Quoted passage
## BEGIN
Boeing executives are offering a simple explanation for why the company’s best-selling plane in the world, the 737 Max 8, crashed twice in the past several months, leaving Jakarta, Indonesia, in October and then Addis Ababa, Ethiopia, in March. Executives claimed on March 27 that the cause was a software problem — and that a new software upgrade fixes it.

But this open-and-shut version of events conflicts with what diligent reporters in the aviation press have uncovered in the weeks since Asia, Europe, Canada, and then the United States grounded the planes.

The story begins nine years ago when Boeing was faced with a major threat to its bottom line, spurring the airline to rush a series of kludges through the certification process — with an underresourced Federal Aviation Administration (FAA) seemingly all too eager to help an American company threatened by a foreign competitor, rather than to ask tough questions about the project.

The specifics of what happened in the regulatory system are still emerging (and despite executives’ assurances, we don’t even really know what happened on the flights yet). But the big picture is coming into view: A major employer faced a major financial threat, and short-term politics and greed won out over the integrity of the regulatory system. It’s a scandal.

The 737 versus 320 rivalry, explained
There are lots of different passenger airplanes on the market, but just two very similar narrow-body planes dominate domestic (or intra-European) travel. One is the European company Airbus’s 320 family, with models called A318, A319, A320, or A321 depending on how long the plane is. These four variants, by design, have identical flight decks, so pilots can be trained to fly them interchangeably.

The 320 family competes with a group of planes that Boeing calls the 737 — there’s a 737-600, a 737-700, a 737-800, and a 737-900 — with higher numbers indicating larger planes. Some of them are also extended-range models that have an ER appended to the name, and, as you would probably guess, they have longer ranges.

Importantly, even though there are many different flavors of 737, they are all in some sense the same plane, just as all the 320 family planes are the same plane. Southwest Airlines, for example, simplifies its overall operations by exclusively flying different 737 variants.

Both the 737 and the 320 come in lots of different flavors, so airlines have plenty of options in terms of what kind of aircraft should fly exactly which route. But because there are only two players in this market, and because their offerings are so fundamentally similar, the competition for this slice of the plane market is both intense and weirdly limited. If one company were to gain a clear technical advantage over the other, it would be a minor catastrophe for the losing company.

And that’s what Boeing thought it was facing.
## END
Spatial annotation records
## BEGIN
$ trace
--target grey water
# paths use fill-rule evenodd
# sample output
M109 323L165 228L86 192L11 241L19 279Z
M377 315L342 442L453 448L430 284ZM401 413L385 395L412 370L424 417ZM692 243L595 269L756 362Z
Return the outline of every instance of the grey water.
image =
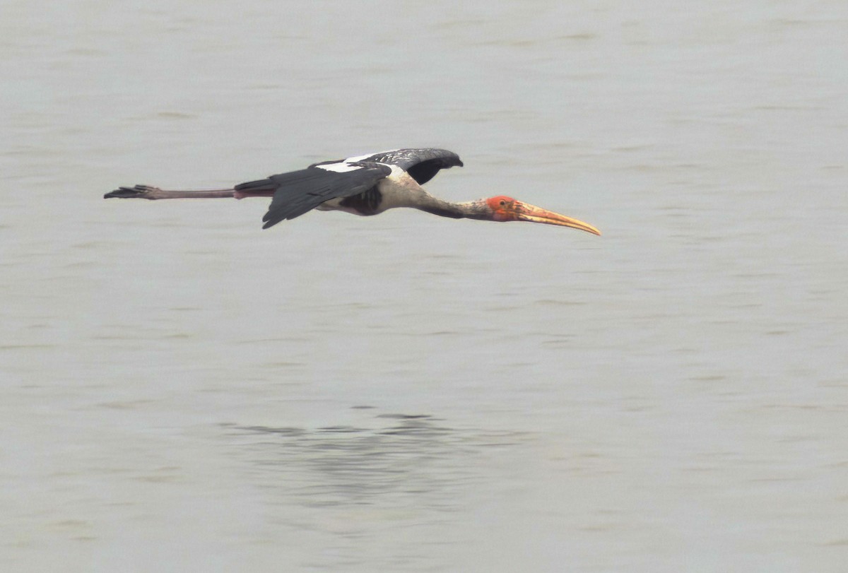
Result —
M848 4L0 32L3 570L845 570ZM604 235L102 199L423 146Z

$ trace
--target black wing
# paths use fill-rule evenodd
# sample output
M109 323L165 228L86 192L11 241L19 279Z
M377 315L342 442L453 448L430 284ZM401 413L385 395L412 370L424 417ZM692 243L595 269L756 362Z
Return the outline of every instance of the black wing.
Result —
M267 229L283 220L300 216L325 201L367 191L392 172L386 165L365 162L355 166L344 163L338 164L342 167L338 171L310 166L299 171L242 183L236 186L236 191L274 193L268 212L262 217L265 221L262 228Z
M418 185L424 185L435 177L439 170L462 167L462 160L454 152L429 147L385 151L360 160L397 165L409 173Z

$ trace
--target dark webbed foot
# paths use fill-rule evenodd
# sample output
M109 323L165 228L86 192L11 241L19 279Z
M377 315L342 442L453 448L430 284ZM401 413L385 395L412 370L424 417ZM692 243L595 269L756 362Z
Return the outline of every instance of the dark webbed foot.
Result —
M117 197L121 199L154 199L156 197L153 195L155 195L156 192L159 191L161 189L159 187L153 187L149 185L137 185L133 187L118 187L114 191L110 191L103 195L103 198L109 199Z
## END
To do
Using the Boeing 737 Max article, decide whether each statement agrees with it, and answer yes or no with the deciding words quoted: (a) The four models in the Airbus 320 family share identical flight decks. (b) Southwest Airlines flies a mix of 737 and 320 planes. (c) Boeing executives blamed the crashes on a hardware failure.

Exercise solution
(a) Yes: "These four variants, by design, have identical flight decks"
(b) No: "Southwest Airlines, for example, simplifies its overall operations by exclusively flying different 737 variants."
(c) No: "Executives claimed on March 27 that the cause was a software problem"